Blog Post 7
Space & Cepstrums
This week came with a couple of setbacks and some pretty cool break throughs.
At the end of last week I had a pretty robust model that could acuratley classify a sound file on weather it had been recorded in one of two rooms.
After this I decided to up the ante by making a new model that would have not two, but 8 distinct rooms to classify between.
I got the model working on a few training samples but problem arose when I tried to train the model with more data, as the bigger database was actually too big to be loaded into RAM.
I fixed this by decreasing the number of files in the training database.
After a few test runs however it turned out that the model was far less accurate than the previous binarly classifier, and took a lot longer to train.
After reading a few papers on music information retrival techniques I found that many projects utilise cepstral analysis to help corerelate audio simmilarity.
In DSP a cepstrum is ‘the result of taking the inverse Fourier transform of the logarithm of the estimated spectrum of a signal’ which sounds (and is) pretty complicated but it can kind of be thought of as a way to look at the rate of change of diffent spectrum bands.
By adding a prepreccessing step where I take the cepstrum of each sample in the traing set and generate a new data set using this information, I was able to increases the accuracy of the models classifcations and decreases the size of the database dramatically, saving huge ammounts of memory and training time.
A further step I might take is testing whether or not the auto-cepstrum (the cepstrum of the autocorrelation signal)
which is sometimes used in the analysis of singal data with echoes, produces more accurate results.
Next week I plan to tweak the model using tensorboard to analyse the sucess of slightly different models, and to begin working more with GNN to implement the model with ECL.

════════════════

Work instructions
A. In the blog post, what problem came up when the model was trained with more data?
B. List every benefit that the blog post says came from adding the cepstrum preprocessing step.

Items
════════════════

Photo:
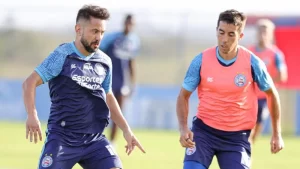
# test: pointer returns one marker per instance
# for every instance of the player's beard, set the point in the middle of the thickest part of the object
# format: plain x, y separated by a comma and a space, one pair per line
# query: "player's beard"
87, 46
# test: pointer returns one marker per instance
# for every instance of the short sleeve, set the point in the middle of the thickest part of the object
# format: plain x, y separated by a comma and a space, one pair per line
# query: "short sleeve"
52, 65
192, 77
261, 75
107, 83
280, 61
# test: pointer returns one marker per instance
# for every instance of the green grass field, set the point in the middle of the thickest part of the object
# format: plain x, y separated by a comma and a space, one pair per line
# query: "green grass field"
163, 151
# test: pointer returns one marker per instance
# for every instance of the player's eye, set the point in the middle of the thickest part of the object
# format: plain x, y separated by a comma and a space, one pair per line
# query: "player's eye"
232, 35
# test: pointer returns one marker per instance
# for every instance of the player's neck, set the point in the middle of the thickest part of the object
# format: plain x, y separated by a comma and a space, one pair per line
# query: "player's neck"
230, 55
81, 48
263, 46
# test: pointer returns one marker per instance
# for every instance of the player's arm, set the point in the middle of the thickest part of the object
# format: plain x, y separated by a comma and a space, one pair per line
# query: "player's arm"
266, 84
117, 116
281, 67
48, 69
132, 62
132, 68
191, 82
116, 113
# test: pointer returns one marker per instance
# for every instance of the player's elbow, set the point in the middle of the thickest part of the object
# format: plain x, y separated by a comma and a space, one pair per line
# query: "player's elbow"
272, 93
283, 77
183, 96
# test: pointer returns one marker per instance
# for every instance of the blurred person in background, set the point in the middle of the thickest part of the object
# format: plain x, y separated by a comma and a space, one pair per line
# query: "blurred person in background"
122, 47
274, 60
79, 77
225, 76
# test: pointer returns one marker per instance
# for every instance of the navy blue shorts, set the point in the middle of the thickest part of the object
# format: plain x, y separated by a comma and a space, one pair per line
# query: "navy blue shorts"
232, 149
60, 152
262, 103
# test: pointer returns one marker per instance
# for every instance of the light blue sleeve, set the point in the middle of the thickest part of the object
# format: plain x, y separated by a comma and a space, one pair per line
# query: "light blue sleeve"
107, 83
261, 75
137, 46
280, 61
192, 77
107, 40
52, 65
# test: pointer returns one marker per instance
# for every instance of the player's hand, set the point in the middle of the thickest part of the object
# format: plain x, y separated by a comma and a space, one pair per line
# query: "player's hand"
277, 143
33, 128
132, 141
187, 138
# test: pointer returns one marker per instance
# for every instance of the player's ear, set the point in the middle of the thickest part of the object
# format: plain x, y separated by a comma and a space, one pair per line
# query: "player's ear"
241, 35
78, 29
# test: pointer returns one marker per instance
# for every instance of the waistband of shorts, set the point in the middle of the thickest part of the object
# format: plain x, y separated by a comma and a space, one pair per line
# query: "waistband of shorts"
201, 125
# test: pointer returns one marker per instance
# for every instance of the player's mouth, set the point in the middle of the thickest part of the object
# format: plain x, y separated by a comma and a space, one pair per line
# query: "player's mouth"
95, 44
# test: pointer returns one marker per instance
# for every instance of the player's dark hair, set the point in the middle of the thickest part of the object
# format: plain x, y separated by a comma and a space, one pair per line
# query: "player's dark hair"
128, 17
234, 17
88, 11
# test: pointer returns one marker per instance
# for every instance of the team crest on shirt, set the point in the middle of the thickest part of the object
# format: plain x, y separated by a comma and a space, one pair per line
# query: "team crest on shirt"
266, 61
190, 151
240, 80
47, 161
99, 69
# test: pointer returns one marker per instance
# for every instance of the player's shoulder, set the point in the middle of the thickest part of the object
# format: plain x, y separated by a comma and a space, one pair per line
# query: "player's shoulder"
100, 56
276, 50
65, 48
256, 61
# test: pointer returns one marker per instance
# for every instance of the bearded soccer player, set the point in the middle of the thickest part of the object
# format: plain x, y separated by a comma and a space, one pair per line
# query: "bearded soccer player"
79, 77
225, 76
274, 60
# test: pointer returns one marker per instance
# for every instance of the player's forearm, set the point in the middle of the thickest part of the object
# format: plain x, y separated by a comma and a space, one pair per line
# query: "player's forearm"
116, 114
29, 97
275, 110
132, 71
182, 111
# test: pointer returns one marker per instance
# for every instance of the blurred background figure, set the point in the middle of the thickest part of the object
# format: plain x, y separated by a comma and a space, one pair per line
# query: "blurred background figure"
274, 59
171, 34
122, 47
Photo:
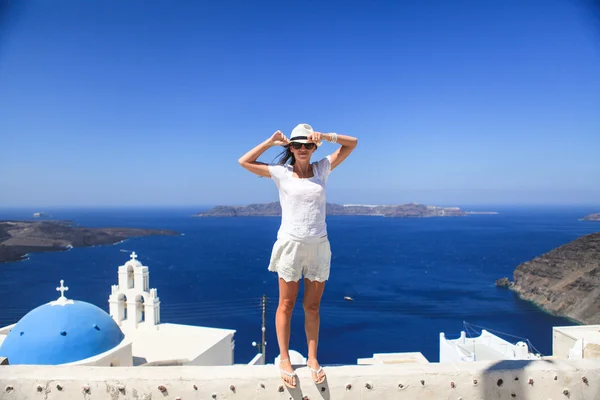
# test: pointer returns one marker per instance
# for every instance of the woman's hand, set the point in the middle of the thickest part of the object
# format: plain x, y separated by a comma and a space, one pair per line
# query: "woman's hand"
314, 137
278, 139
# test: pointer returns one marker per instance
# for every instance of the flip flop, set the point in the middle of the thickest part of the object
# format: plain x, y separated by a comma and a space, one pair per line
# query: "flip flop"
290, 374
317, 372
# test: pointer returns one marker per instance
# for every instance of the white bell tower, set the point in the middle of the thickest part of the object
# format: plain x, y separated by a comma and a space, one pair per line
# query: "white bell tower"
132, 304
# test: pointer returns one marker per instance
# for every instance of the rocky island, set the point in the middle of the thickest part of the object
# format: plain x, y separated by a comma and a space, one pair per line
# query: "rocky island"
410, 210
564, 281
591, 217
17, 238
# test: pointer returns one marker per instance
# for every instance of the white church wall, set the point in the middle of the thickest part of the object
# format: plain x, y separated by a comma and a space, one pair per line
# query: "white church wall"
523, 379
119, 356
220, 353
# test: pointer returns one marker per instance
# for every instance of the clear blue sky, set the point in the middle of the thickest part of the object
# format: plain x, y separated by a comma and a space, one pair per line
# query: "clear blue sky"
108, 103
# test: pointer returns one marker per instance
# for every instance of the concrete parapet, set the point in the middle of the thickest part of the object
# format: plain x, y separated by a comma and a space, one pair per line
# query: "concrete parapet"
522, 379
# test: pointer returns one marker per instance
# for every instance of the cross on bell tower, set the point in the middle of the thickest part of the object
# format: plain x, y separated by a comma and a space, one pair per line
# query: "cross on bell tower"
62, 289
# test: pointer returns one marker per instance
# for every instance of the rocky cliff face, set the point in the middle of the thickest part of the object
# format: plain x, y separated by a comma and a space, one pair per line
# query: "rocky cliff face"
564, 281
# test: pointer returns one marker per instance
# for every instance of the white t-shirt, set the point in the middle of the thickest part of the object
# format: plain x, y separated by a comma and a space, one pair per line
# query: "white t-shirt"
302, 201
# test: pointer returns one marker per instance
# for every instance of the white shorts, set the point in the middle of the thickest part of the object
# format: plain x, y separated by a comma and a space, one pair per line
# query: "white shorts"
291, 259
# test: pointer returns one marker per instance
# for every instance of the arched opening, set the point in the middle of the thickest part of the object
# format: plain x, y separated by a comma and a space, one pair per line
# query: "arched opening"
130, 278
140, 310
123, 306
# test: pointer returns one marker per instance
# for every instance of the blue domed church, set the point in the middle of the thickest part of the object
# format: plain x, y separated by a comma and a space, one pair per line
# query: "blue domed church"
66, 331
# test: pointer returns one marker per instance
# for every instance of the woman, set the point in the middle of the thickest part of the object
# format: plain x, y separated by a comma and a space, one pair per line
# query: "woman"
302, 246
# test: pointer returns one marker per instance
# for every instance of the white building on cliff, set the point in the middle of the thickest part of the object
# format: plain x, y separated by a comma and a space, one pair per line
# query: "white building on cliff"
67, 331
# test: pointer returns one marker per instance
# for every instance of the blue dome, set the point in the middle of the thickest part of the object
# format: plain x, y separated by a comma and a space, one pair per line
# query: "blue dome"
57, 334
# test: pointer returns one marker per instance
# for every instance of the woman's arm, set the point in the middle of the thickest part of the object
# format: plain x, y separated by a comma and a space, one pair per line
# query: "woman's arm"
348, 145
249, 162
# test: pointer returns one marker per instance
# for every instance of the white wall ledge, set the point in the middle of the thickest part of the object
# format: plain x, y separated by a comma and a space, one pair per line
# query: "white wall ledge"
540, 379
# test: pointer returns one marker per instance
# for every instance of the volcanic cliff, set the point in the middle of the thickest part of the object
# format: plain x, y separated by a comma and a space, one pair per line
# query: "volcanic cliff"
564, 281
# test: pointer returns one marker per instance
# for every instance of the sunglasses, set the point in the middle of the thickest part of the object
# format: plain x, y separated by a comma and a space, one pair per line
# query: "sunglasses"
298, 146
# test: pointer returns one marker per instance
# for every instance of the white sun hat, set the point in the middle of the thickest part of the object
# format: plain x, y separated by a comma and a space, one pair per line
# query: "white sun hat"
300, 134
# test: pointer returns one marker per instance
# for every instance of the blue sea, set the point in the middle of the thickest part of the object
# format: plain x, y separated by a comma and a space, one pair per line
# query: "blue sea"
410, 278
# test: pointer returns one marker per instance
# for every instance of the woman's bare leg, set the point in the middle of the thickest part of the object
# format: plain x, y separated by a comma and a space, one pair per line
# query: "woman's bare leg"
288, 291
313, 291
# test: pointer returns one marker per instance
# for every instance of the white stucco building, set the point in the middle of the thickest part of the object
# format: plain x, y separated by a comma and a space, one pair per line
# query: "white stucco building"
486, 347
81, 333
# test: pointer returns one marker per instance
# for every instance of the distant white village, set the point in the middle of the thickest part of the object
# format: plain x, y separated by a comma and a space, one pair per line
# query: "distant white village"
75, 333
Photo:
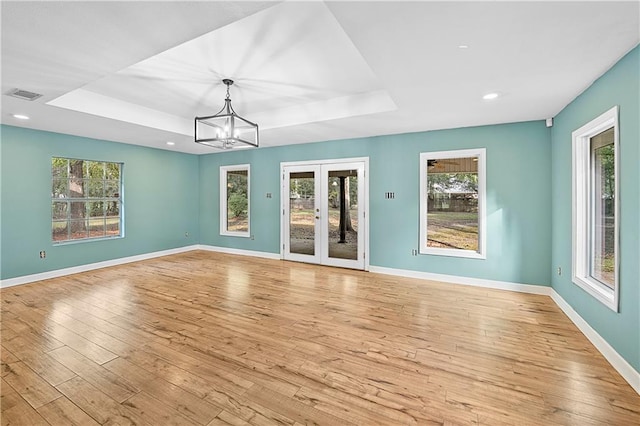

════════════════

Task-by-task solutions
A. The bigger database was too big to be loaded into RAM.

B.
- Increased accuracy of the model's classifications
- A dramatically smaller database
- Huge savings in memory
- Huge savings in training time